§ QUESTÕES PROPOSTAS
[1] Imprima, do texto sobre o Judiciário e o Ministério Público, tudo desde "Valeu-se de artifícios" até "o processo investigatório.".
[2] Segundo o texto sobre o Judiciário e o Ministério Público, a que partido Luiz Francisco de Souza fora filiado antes de ingressar no Ministério Público?
[3] Dê prosseguimento ao texto sobre o Judiciário e o Ministério Público a partir da última frase apresentada.

§ TRECHO DO DOCUMENTO
+++

No caso brasileiro, há exemplos abundantes dessa anomalia, sobretudo no Judiciário e no Ministério Público. E isso, a rigor, precede a chegada do PT ao poder. Ainda no governo FHC, o procurador Luiz Francisco de Souza notabilizou-se pela obstinação com que investigava figuras do governo – e só do governo.
Valeu-se de artifícios de toda ordem na obsessão missionária de condenar o ex-ministro Eduardo Jorge, em tabelinha com jornalistas militantes. A estratégia era simples: o jornalista publicava uma nota dando conta de que o Ministério Público estaria investigando algum personagem e a nota, artificialmente plantada, servia de base para abrir o processo investigatório.
Uma vez aberto, o noticiário se encorpava e dava sustentação à “notícia”, ampliando-a, o que, na sequência, justificaria pedido de abertura de CPI e passaria a mobilizar todo o noticiário político. Uma coisa alimentando a outra, em eficaz parceria, a que a bancada do partido aderia com estardalhaço. Eduardo Jorge, depois de brutal exposição pública, conseguiu provar sua inocência na Justiça.
No governo Lula, que já no seu segundo mês de vigência protagonizou o escândalo de Waldomiro Diniz - subchefe da Casa Civil, flagrado pedindo propina a um bicheiro -, o vigilante procurador Souza não mostrou o mesmo zelo pelo patrimônio público.
Ao contrário, saiu de cena. Não se ouviu também sua voz em todo o processo do Mensalão. Antes de ingressar no Ministério Público, Luiz Francisco fora filiado ao PT.
Com o partido no poder, novos personagens ocupariam a cena, com o mesmo ardor militante. O juiz Fausto De Sanctis, à frente do processo contra o banqueiro Daniel Dantas, fez dobradinha com o delegado Protógenes Queiroz (que, afastado da Polícia Federal, lançou-se candidato a deputado pelo PDT), no afã de condenar o réu sem obedecer o devido processo legal.
Com isso, favoreceu-o, mantendo-o em liberdade. Antes, porém, De Sanctis chegou a afirmar que a Constituição é apenas um documento, no que foi apoiado pelo procurador Rodrigo De Grandis, que sustentou, em palestra, que há, no Brasil, “um apego excessivo da jurisprudência à questão dos direitos e garantias fundamentais”.
Com isso, relativizou a letra da lei, considerando que, em algumas circunstâncias, pode (e deve) ser contrariada. De Sanctis foi ainda pivô de um acontecimento inédito: um abaixo-assinado de juízes de primeira instância contra o presidente do STF.

+++

[Entradas de dados armazenadas]
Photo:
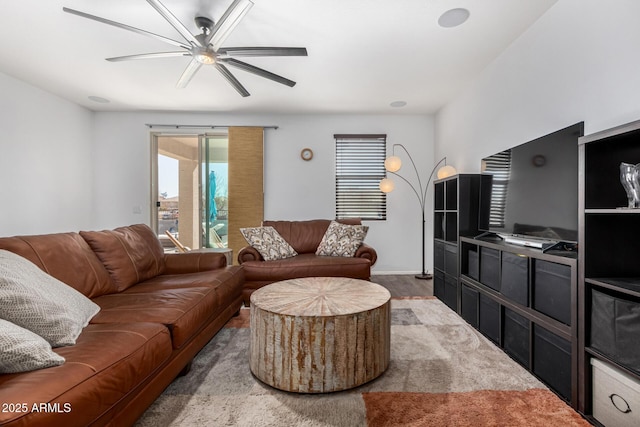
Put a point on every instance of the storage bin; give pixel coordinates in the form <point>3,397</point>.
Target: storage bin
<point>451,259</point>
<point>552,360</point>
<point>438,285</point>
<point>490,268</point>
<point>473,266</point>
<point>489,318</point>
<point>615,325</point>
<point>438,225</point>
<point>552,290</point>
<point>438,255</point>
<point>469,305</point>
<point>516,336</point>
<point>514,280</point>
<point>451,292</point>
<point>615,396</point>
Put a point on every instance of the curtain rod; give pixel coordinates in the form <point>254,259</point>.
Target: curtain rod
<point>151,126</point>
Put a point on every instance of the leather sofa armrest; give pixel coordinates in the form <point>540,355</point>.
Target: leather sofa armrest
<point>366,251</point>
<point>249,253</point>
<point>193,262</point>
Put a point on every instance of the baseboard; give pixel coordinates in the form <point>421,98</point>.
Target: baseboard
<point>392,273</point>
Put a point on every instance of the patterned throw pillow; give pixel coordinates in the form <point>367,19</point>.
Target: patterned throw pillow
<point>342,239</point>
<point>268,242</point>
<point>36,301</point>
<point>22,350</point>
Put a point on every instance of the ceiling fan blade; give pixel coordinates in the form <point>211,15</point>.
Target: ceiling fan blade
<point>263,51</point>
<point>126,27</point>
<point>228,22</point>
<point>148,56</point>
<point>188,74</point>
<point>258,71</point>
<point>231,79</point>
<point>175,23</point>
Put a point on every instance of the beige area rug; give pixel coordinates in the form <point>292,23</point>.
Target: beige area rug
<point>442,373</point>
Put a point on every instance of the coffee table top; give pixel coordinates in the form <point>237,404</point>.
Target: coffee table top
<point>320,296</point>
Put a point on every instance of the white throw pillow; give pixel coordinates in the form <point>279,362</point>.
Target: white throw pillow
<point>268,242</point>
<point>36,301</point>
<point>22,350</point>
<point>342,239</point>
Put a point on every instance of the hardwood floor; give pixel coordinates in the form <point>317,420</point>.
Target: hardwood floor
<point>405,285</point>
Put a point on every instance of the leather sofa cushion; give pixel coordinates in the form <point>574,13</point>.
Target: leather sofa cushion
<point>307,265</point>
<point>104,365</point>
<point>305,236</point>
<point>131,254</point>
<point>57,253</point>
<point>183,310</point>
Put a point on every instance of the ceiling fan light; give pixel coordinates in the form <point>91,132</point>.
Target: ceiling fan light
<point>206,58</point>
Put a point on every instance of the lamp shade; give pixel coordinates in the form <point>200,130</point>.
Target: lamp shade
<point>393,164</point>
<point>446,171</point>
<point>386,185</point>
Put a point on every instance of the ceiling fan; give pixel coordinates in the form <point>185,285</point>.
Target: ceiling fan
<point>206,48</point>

+++

§ RESULTADOS POR TAREFA
[1]
Valeu-se de artifícios de toda ordem na obsessão missionária de condenar o ex-ministro Eduardo Jorge, em tabelinha com jornalistas militantes. A estratégia era simples: o jornalista publicava uma nota dando conta de que o Ministério Público estaria investigando algum personagem e a nota, artificialmente plantada, servia de base para abrir o processo investigatório.

[2] Ao PT.

[3]
Mas a síntese dessa nova maneira de olhar o Direito mostrou-se por inteiro no célebre bate-boca entre os ministros Gilmar Mendes e Joaquim Barbosa, que o desafiou a “ir às ruas”, “ouvir a voz do povo”. É o mesmo fundamento de De Sanctis, ao relativizar a Constituição e sustentar a necessidade de que prevaleçam não os autos, mas “a vontade do povo”. Nesse caso, cada julgamento deveria ser precedido de pesquisa de opinião, e a Justiça seria algo mais afeito ao Ibope que ao Judiciário.
Desde a semana passada, o Sindicato dos Professores do Ensino Oficial do Estado de São Paulo (Apeoesp) convocou greve da categoria. A motivação não era de ordem trabalhista. A presidente do sindicato, Maria Izabel Noronha, declarou publicamente a verdadeira motivação do ato: “Precisamos quebrar a espinha dorsal da candidatura de Serra e do PSDB”. Dias depois, estava no palanque de Dilma Roussef, num encontro de mulheres metalúrgicas, categoria à qual não pertence. Foi elogiada por Dilma como “uma companheira combativa”. Militância em estado bruto.
A esquerda, desde a fundação do Partido Comunista do Brasil, em 1922, inaugurou a militância política entre nós. O PC, porém, jamais governou e os reflexos desse modo de fazer política não se faziam sentir com tanta nitidez. O PT, que forjou sua história na militância, está no poder. Promove congressos e conferências para manter a militância em sintonia com as palavras de ordem.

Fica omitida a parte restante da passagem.